Task details - Rewrite the lines from the one containing "query (the noun phrase to segment): man's" through the one containing "270 88 L 268", changing "man's hair" to "woman's hair" and leaving the rest untouched. Give only those lines.

A run of records:
——————

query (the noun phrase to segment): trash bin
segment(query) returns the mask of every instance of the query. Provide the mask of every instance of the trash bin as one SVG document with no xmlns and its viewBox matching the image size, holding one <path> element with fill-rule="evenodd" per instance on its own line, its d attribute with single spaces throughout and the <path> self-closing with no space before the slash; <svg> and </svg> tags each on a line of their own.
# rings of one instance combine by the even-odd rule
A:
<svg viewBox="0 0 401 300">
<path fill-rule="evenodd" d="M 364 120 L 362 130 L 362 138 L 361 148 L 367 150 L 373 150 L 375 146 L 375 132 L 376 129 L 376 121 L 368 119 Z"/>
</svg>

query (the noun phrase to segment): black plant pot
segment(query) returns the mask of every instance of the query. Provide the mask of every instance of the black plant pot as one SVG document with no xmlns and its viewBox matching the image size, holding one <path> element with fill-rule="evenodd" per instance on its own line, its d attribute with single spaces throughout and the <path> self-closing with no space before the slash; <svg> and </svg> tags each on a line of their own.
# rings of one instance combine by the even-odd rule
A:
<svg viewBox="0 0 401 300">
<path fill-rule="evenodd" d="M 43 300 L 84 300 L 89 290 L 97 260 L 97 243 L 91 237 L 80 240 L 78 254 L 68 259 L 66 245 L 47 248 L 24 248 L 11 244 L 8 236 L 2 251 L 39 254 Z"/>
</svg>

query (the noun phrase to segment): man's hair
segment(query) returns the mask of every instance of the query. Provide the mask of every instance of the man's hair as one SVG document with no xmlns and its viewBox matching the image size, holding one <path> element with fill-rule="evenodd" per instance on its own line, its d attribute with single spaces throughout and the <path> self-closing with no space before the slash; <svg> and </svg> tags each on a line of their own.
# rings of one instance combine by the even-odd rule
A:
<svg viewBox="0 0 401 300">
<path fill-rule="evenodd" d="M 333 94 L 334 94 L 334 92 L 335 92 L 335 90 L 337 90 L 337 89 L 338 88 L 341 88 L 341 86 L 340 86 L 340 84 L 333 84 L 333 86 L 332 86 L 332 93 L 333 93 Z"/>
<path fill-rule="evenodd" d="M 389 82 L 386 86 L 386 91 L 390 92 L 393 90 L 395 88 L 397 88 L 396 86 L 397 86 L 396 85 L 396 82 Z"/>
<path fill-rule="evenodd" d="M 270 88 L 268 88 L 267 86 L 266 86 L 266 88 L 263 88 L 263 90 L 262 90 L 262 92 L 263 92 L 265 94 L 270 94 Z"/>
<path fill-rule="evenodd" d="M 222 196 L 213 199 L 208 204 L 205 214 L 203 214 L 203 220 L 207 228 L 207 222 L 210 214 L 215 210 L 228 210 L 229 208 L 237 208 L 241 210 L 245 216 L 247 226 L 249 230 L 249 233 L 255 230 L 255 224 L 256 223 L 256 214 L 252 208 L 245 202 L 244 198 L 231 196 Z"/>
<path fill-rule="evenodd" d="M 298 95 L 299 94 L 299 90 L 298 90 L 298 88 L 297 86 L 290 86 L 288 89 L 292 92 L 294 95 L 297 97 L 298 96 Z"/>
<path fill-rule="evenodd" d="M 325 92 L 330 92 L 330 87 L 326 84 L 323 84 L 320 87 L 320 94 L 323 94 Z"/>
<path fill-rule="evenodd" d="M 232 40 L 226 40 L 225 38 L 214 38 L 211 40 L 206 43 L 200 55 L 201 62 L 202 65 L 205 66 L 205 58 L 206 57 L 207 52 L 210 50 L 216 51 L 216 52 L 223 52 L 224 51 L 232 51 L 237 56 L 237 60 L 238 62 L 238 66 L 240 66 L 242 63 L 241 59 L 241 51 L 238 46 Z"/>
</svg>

——————

Problem solution -
query (the noun phrase to segment): woman's hair
segment(query) returns the mask of every instance of the query. Provide the mask of every instance of the woman's hair as one SVG document with no xmlns and its viewBox matching the image size, holding one <path> element with fill-rule="evenodd" per instance on its own line, its d attribute with single spaces throughout and the <path> self-closing with no space before the slash; <svg> and </svg> tags each on a line of their own.
# rings of one instance combine by the even-odd rule
A:
<svg viewBox="0 0 401 300">
<path fill-rule="evenodd" d="M 333 94 L 334 94 L 334 92 L 335 92 L 335 90 L 337 90 L 337 89 L 338 88 L 341 88 L 341 86 L 340 86 L 340 84 L 333 84 L 333 86 L 332 86 L 332 93 L 333 93 Z"/>
<path fill-rule="evenodd" d="M 389 82 L 386 86 L 386 91 L 390 92 L 393 90 L 395 88 L 397 88 L 396 86 L 397 86 L 396 85 L 396 82 Z"/>
<path fill-rule="evenodd" d="M 270 88 L 268 88 L 267 86 L 266 86 L 266 88 L 263 88 L 263 90 L 262 90 L 262 92 L 263 92 L 265 94 L 270 94 Z"/>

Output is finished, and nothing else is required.